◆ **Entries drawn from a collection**
┌──

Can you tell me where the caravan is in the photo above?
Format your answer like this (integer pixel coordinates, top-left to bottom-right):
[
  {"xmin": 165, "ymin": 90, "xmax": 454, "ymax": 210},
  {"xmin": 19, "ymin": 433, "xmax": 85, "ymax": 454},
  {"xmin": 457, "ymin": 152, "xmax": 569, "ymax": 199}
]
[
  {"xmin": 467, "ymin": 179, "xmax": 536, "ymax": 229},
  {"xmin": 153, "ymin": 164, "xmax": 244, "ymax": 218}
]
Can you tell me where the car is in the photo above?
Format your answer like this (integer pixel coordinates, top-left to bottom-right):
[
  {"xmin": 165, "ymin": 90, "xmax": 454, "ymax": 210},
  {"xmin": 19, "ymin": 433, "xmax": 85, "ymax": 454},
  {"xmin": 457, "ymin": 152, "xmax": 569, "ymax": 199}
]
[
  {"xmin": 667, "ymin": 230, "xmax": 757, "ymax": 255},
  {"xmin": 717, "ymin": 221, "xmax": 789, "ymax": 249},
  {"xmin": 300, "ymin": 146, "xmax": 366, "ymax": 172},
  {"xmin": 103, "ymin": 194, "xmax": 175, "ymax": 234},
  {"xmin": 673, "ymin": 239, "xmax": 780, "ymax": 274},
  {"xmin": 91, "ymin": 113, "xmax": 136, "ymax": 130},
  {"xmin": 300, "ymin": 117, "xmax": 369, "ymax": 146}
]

└──

◆ **Written problem**
Reproduce the data above in full, changing "Format your answer like this" to "Present your answer in the following form" at every occurrence and leaving all other text unchanged.

◆ **Task answer**
Can you tell me where the caravan is in the photo above?
Present your answer in the following form (integer pixel coordinates, top-left to bottom-right):
[
  {"xmin": 165, "ymin": 90, "xmax": 454, "ymax": 210},
  {"xmin": 19, "ymin": 433, "xmax": 85, "ymax": 454},
  {"xmin": 457, "ymin": 152, "xmax": 569, "ymax": 199}
]
[
  {"xmin": 467, "ymin": 179, "xmax": 536, "ymax": 229},
  {"xmin": 153, "ymin": 164, "xmax": 244, "ymax": 218}
]
Can you tell me where the car is in the photo above?
Present your answer in the following form (integer pixel coordinates, top-left to bottom-right):
[
  {"xmin": 165, "ymin": 90, "xmax": 454, "ymax": 210},
  {"xmin": 19, "ymin": 433, "xmax": 85, "ymax": 454},
  {"xmin": 457, "ymin": 152, "xmax": 569, "ymax": 199}
]
[
  {"xmin": 667, "ymin": 230, "xmax": 757, "ymax": 255},
  {"xmin": 717, "ymin": 221, "xmax": 789, "ymax": 249},
  {"xmin": 300, "ymin": 146, "xmax": 366, "ymax": 172},
  {"xmin": 103, "ymin": 194, "xmax": 175, "ymax": 234},
  {"xmin": 673, "ymin": 239, "xmax": 780, "ymax": 274},
  {"xmin": 91, "ymin": 113, "xmax": 136, "ymax": 130},
  {"xmin": 300, "ymin": 117, "xmax": 369, "ymax": 146}
]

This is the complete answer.